- What to work on: Repeat the lines between the one containing "Look at the photo above. Which pixel sits on the recessed" and the one containing "pixel 264 3", inclusive, with no changes.

Raw records:
* Start *

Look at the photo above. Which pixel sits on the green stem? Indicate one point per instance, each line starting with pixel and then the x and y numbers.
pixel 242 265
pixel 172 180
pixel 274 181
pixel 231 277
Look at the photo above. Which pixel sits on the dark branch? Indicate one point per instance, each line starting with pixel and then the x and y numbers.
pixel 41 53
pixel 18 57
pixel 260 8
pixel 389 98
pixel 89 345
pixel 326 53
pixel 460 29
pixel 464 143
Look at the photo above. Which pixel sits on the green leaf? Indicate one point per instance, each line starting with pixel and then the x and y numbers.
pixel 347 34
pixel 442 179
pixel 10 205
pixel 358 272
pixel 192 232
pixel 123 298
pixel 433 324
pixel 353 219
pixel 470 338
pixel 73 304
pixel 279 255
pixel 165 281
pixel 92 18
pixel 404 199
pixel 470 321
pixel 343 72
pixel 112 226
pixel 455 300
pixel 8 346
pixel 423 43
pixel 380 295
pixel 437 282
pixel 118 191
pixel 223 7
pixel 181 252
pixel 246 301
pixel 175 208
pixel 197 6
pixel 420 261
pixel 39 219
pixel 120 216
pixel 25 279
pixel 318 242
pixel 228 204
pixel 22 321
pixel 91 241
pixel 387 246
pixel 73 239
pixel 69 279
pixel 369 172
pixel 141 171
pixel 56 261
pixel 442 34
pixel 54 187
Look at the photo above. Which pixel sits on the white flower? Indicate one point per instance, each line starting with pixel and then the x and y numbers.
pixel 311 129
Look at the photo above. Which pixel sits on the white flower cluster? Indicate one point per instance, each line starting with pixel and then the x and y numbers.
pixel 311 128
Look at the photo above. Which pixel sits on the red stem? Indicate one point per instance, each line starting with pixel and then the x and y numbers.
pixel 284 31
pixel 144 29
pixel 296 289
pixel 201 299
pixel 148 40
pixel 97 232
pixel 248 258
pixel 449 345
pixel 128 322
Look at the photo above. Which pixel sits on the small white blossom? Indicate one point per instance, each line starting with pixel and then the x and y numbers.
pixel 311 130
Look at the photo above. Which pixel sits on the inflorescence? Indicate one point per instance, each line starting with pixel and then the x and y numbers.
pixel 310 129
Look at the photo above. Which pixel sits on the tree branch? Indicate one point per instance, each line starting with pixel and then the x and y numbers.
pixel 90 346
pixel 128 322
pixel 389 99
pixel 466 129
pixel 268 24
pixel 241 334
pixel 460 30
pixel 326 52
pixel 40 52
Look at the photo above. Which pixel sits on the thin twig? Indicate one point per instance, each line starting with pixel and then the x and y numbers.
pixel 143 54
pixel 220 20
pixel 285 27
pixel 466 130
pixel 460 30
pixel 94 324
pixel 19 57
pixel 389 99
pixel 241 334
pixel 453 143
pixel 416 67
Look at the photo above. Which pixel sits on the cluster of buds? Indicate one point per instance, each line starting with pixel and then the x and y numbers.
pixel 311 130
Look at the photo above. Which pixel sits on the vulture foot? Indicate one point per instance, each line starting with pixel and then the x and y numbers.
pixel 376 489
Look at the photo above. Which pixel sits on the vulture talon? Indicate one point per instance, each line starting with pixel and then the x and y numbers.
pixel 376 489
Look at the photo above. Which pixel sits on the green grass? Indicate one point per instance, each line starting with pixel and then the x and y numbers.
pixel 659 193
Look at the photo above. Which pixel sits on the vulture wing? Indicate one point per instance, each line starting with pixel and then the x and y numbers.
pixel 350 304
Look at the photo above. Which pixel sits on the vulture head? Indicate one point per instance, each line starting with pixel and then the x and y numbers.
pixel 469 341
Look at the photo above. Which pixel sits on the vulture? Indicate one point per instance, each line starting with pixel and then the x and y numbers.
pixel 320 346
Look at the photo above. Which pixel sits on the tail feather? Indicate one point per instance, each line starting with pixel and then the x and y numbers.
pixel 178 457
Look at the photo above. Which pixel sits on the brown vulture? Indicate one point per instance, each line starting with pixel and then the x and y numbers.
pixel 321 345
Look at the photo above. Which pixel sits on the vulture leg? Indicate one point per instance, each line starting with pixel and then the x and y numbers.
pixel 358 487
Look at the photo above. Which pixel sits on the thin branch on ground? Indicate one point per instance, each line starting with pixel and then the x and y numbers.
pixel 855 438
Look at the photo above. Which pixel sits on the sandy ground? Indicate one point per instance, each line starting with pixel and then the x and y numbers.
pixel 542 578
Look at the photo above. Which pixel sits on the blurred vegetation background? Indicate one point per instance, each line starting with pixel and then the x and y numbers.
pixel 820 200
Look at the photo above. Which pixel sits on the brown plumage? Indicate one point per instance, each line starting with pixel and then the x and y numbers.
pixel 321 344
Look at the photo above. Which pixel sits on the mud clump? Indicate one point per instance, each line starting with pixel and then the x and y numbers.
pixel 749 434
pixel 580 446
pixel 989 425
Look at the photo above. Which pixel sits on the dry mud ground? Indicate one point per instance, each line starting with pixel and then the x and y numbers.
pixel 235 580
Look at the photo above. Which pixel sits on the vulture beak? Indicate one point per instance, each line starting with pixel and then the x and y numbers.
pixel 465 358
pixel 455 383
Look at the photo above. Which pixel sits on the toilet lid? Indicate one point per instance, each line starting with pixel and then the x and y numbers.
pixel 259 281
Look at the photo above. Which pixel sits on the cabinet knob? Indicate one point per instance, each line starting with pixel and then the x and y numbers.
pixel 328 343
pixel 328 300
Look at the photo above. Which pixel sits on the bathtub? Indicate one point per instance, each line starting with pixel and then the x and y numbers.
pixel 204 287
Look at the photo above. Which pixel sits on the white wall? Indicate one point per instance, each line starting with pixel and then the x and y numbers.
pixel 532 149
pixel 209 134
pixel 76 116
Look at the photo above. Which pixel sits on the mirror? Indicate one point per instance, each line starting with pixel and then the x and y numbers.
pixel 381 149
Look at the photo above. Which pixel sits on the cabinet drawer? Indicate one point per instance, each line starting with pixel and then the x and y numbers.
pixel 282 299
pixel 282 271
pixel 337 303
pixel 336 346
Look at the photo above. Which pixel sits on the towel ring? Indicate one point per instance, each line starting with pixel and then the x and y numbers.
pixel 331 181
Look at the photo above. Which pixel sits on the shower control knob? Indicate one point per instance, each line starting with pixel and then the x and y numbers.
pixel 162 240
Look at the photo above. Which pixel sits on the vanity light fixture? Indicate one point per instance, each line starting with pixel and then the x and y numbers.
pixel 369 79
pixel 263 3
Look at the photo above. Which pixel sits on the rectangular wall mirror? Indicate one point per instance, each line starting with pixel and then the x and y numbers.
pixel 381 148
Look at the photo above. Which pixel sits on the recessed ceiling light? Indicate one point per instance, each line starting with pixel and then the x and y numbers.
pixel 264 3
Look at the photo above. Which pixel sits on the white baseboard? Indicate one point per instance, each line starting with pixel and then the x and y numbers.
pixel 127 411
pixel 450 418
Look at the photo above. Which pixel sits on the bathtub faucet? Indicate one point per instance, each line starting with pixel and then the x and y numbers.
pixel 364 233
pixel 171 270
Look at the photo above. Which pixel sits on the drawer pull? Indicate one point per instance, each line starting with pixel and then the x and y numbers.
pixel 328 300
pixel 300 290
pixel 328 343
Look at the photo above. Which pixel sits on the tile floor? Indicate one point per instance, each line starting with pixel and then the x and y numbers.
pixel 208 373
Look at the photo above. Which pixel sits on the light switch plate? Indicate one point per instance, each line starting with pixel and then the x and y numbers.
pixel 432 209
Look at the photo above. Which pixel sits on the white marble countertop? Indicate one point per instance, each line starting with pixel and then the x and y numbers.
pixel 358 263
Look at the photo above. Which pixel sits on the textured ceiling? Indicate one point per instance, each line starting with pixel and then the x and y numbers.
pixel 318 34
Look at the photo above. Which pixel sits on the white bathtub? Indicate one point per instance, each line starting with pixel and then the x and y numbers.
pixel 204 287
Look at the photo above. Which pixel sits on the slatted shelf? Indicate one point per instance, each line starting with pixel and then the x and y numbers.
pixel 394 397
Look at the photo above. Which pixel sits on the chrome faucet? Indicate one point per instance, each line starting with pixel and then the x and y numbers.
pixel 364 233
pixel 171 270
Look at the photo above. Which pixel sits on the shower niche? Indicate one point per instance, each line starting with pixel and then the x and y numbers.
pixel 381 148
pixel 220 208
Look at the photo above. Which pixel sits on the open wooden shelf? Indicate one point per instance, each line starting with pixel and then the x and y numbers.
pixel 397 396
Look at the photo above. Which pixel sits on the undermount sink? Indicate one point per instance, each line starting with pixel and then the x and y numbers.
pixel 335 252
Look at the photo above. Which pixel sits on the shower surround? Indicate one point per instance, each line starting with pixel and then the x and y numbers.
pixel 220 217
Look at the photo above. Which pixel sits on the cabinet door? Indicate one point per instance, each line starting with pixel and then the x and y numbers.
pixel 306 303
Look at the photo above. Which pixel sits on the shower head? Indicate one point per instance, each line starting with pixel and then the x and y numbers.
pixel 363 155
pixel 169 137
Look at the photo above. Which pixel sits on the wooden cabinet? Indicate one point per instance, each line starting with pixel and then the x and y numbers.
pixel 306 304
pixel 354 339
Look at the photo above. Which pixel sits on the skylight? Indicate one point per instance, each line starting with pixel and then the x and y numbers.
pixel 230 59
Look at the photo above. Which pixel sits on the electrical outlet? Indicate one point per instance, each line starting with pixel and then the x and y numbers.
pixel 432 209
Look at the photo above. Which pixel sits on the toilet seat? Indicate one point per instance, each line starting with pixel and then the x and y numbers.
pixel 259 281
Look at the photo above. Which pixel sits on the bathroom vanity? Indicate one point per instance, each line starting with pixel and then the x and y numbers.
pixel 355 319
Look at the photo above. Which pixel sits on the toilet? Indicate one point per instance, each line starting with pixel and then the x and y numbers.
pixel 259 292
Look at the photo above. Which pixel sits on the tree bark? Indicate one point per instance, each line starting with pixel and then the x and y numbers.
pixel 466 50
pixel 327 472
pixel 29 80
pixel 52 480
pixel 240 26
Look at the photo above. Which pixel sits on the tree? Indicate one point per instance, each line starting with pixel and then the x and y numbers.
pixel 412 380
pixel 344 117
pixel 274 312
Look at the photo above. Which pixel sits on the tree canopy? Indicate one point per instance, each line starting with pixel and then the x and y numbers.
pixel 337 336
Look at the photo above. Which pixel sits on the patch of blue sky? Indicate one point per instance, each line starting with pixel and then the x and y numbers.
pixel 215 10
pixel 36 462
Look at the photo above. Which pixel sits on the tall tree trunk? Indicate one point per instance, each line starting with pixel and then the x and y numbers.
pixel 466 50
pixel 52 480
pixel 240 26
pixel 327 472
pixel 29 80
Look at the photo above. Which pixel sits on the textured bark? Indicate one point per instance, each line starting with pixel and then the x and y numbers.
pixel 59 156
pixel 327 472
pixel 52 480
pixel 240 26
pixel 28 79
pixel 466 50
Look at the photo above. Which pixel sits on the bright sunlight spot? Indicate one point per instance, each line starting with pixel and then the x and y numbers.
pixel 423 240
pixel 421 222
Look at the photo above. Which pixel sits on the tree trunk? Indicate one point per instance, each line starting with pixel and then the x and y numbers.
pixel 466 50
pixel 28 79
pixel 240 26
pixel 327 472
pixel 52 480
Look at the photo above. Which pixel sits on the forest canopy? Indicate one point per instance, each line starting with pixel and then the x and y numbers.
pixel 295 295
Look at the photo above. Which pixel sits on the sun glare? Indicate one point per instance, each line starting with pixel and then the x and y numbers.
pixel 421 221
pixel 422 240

* End *

- Task solution:
Look at the photo above. Which pixel sits on the recessed ceiling light? Indicate one point per instance, each line starting with pixel and then the x and y numbers.
pixel 264 3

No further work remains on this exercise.